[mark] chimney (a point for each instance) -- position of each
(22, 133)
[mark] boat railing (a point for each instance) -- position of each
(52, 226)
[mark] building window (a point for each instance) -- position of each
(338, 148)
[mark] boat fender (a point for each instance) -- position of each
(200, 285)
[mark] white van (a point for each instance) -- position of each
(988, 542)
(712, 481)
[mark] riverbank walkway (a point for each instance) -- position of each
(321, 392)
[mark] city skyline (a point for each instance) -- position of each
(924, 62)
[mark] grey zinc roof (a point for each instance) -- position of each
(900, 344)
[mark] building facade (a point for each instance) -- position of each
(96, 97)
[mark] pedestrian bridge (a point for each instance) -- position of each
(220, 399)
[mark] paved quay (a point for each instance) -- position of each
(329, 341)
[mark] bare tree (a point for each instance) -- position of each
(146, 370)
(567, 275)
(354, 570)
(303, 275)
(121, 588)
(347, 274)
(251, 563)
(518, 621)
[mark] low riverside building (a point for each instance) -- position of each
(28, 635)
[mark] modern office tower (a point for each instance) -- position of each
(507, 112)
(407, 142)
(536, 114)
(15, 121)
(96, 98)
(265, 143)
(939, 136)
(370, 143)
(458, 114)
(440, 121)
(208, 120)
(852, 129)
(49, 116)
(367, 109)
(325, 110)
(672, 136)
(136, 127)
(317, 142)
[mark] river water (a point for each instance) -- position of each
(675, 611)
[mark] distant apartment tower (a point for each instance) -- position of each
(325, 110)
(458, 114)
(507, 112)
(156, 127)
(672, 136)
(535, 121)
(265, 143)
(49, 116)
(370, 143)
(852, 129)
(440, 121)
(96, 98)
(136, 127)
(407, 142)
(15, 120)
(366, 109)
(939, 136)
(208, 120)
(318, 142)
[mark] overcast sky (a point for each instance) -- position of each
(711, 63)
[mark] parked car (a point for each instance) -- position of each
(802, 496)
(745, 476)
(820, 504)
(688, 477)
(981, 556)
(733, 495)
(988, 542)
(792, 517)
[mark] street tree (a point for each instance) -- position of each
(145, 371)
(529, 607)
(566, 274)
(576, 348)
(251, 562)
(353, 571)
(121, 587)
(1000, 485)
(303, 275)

..............................

Your goal: Edit the entries above by changing "overcast sky" to "cloudy sky" and leaving every other line as it is.

Result of the exercise:
[mark] chimney (a point for each instance) -- position of each
(22, 133)
[mark] boat railing (a point for each instance) -- position of each
(52, 226)
[mark] building window (a point for each instance) -- position of each
(338, 148)
[mark] boat fender (a point for each instance) -- position of each
(200, 285)
[mark] white van (a point for each instance) -- position of each
(988, 542)
(712, 481)
[mark] riverbank walkway (a point for each instance) -- position of each
(321, 392)
[mark] city skyline (a point for each instance) -- position of each
(924, 62)
[mark] grey zinc roof (a point for each instance) -- position of each
(900, 344)
[mark] building facade (a point for each instance) -- position of each
(96, 97)
[mark] pedestrian bridge (a point for each instance) -- position of each
(220, 399)
[mark] paved quay (a point for each instance) -- position of each
(329, 341)
[mark] bare tree (a point for each instance) -- position of each
(146, 370)
(567, 275)
(354, 570)
(303, 275)
(121, 588)
(347, 274)
(251, 563)
(518, 621)
[mark] low riverside building (a point for each instance) -- position of each
(28, 635)
[mark] modern office tower (a point for each instance) -- position of each
(507, 112)
(407, 142)
(536, 114)
(15, 121)
(96, 98)
(265, 143)
(939, 136)
(370, 143)
(458, 114)
(440, 121)
(208, 120)
(852, 129)
(49, 116)
(367, 109)
(325, 110)
(672, 136)
(136, 127)
(317, 142)
[mark] river water (a point for each instance) -- position of each
(675, 611)
[mark] distant apartment tower (a point for each instance) -- position of each
(325, 110)
(458, 114)
(507, 112)
(156, 127)
(672, 136)
(535, 121)
(265, 143)
(49, 116)
(370, 143)
(852, 129)
(440, 121)
(96, 98)
(136, 127)
(407, 142)
(15, 120)
(366, 109)
(939, 136)
(208, 120)
(318, 142)
[mark] cloudy sky (a point for each instance) -- position of each
(711, 63)
[mark] parked car (a point for each instance) -- position of each
(802, 496)
(745, 476)
(820, 504)
(688, 477)
(981, 556)
(733, 495)
(988, 542)
(792, 517)
[mark] street tree (a point for each instance) -- position of each
(145, 371)
(529, 607)
(566, 274)
(576, 348)
(251, 562)
(353, 571)
(121, 587)
(1000, 485)
(303, 275)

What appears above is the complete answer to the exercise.